• **Exercise**
Count the lines in the entries below that contain the string "item", treating uppercase and lowercase as different. Reply with the number only.
========================================
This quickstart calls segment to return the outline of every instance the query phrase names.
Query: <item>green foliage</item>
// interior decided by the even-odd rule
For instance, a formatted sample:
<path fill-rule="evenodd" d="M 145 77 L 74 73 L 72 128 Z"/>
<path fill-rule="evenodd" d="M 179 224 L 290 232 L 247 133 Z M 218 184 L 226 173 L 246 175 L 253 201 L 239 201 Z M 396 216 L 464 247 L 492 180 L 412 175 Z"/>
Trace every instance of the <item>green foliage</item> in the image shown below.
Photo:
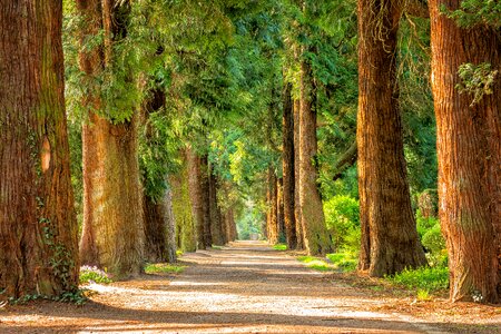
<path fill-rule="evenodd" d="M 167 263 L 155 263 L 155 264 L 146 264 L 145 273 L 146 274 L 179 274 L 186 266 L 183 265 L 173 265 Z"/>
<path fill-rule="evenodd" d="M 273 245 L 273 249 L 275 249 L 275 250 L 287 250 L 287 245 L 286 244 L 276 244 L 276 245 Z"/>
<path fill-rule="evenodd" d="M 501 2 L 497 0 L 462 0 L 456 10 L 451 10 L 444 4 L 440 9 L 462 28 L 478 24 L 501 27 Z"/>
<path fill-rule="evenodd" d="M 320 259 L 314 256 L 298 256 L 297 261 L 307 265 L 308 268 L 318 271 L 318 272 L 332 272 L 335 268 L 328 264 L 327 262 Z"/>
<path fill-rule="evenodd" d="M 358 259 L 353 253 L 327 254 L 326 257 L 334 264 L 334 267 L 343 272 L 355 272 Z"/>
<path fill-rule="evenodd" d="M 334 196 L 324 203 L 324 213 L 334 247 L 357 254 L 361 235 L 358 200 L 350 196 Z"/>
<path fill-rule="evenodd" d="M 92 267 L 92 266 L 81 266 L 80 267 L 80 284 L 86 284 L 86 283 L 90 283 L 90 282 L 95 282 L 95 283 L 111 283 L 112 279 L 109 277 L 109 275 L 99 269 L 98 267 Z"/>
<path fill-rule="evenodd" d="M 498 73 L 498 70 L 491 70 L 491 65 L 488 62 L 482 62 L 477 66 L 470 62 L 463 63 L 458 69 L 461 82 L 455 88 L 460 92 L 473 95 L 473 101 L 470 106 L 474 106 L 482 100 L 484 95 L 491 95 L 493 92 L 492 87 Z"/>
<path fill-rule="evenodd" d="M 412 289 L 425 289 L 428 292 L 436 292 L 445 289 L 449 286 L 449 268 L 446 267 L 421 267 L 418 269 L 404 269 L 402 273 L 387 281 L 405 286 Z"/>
========================================
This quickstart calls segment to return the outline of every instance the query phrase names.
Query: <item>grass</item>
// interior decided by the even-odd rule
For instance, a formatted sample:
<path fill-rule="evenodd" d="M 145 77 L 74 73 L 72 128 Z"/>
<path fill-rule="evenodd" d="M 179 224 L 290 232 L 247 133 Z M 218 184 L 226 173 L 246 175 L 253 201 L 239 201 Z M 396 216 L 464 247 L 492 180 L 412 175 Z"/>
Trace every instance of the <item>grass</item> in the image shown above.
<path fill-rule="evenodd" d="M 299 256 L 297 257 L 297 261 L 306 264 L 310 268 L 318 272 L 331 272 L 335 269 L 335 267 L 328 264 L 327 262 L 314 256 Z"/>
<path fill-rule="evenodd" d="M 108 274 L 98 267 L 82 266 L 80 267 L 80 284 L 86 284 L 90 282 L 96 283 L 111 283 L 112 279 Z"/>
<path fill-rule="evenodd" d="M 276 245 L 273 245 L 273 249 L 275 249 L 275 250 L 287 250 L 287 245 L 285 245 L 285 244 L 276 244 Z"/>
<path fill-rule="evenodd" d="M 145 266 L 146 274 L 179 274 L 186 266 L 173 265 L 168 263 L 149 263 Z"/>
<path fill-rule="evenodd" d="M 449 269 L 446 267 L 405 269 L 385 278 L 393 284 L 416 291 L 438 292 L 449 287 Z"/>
========================================
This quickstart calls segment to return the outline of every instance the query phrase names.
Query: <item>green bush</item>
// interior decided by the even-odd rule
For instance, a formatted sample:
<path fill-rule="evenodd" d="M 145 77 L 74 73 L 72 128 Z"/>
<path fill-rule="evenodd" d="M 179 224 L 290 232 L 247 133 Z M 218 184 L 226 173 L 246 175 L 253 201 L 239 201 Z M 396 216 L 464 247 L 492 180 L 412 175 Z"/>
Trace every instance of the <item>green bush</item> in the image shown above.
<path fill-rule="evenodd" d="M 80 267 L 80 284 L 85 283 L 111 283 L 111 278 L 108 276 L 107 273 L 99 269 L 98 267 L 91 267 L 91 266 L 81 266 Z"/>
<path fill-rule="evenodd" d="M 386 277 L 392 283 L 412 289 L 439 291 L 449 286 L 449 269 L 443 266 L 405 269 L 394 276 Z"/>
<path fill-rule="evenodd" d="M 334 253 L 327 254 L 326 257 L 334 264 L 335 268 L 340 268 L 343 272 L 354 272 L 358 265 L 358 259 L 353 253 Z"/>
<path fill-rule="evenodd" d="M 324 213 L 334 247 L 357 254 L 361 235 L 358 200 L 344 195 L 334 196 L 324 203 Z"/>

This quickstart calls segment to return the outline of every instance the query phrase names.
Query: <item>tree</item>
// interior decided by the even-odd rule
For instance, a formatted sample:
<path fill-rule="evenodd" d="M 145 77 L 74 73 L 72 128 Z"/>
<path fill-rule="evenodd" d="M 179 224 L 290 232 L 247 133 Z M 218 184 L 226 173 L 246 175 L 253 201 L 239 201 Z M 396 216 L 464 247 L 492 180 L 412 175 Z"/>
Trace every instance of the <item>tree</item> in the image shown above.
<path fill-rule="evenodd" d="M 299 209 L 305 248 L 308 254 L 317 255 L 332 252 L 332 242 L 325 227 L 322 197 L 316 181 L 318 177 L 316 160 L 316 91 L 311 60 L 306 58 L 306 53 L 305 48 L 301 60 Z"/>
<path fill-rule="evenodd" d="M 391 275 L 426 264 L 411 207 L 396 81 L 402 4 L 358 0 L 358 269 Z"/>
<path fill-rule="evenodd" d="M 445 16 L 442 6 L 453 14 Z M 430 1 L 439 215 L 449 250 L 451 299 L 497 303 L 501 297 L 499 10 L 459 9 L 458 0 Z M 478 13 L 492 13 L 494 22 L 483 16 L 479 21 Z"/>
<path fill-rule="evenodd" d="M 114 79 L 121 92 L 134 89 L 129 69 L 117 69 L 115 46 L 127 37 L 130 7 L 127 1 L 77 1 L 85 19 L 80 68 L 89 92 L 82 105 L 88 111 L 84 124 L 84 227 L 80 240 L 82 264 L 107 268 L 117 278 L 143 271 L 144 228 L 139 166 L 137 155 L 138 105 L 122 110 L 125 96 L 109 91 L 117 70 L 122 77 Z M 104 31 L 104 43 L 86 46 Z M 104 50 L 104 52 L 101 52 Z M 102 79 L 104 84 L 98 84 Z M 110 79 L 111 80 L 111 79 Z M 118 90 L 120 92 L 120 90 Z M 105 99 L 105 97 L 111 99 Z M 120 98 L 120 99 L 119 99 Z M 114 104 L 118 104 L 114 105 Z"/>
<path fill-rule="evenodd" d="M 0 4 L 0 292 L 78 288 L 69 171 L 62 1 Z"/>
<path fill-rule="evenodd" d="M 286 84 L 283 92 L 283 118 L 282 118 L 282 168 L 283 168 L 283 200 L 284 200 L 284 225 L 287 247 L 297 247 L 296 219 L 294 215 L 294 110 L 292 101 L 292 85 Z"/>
========================================
• **Written solution**
8